PROBLEM TO SOLVE →
When you reach the line containing "jeans. Keep to one point per instance." in the data below, begin returning lines exactly as written, and stop once the line containing "patch. Keep to one point per instance." has been returned.

*** RECORDS SUPPLIED ***

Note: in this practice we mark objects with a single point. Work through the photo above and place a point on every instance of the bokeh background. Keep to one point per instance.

***
*** RECORDS SUPPLIED ***

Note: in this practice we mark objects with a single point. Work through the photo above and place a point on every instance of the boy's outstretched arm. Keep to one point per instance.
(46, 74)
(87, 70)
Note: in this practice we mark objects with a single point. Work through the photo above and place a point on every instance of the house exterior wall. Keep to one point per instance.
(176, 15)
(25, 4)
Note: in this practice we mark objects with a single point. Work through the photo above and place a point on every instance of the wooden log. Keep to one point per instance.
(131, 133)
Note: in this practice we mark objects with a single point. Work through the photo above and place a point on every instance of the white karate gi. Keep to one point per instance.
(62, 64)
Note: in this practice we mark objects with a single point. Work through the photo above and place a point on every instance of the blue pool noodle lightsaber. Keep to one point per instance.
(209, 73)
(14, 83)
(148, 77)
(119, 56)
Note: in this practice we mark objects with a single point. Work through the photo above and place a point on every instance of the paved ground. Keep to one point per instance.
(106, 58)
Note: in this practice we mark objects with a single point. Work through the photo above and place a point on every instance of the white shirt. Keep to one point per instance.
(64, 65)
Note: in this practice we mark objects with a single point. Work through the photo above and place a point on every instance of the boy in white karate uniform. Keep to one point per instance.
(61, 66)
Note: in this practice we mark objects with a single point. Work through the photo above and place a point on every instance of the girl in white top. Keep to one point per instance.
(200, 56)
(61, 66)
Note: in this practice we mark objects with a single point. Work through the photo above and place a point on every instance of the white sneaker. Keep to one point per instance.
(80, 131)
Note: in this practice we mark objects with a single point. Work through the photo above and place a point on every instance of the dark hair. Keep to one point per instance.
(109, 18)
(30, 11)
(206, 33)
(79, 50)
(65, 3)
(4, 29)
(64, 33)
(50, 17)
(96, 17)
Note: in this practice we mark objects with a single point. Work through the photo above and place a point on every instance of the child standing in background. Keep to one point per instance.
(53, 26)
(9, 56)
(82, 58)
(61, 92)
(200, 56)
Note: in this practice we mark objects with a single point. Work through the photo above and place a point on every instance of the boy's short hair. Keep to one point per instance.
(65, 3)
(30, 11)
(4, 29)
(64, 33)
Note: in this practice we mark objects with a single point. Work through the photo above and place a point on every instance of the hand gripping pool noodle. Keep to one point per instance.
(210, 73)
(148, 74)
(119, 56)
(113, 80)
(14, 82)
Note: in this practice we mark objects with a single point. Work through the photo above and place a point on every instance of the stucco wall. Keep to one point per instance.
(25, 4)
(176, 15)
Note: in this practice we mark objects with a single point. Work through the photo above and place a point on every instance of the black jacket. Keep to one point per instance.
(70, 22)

***
*** RECORDS SUPPLIED ***

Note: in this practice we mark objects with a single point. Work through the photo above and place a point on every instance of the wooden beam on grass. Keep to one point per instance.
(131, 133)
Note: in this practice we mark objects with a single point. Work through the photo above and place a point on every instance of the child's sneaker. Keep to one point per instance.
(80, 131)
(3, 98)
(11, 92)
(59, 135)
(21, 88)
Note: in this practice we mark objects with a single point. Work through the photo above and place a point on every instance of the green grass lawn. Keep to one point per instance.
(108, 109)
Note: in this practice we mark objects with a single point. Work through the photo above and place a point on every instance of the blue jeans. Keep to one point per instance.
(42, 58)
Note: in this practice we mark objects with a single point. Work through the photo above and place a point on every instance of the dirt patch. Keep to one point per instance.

***

COMPLETED EXERCISE →
Note: in this practice we mark objects with a single point. Work through the photo above and place a point on every instance of the blue jeans. Keep to one point per instance.
(42, 58)
Note: in this practice we mark objects with a single point. Work through the photo above and place a point on every instance of the dirt patch. Keep to one point per instance.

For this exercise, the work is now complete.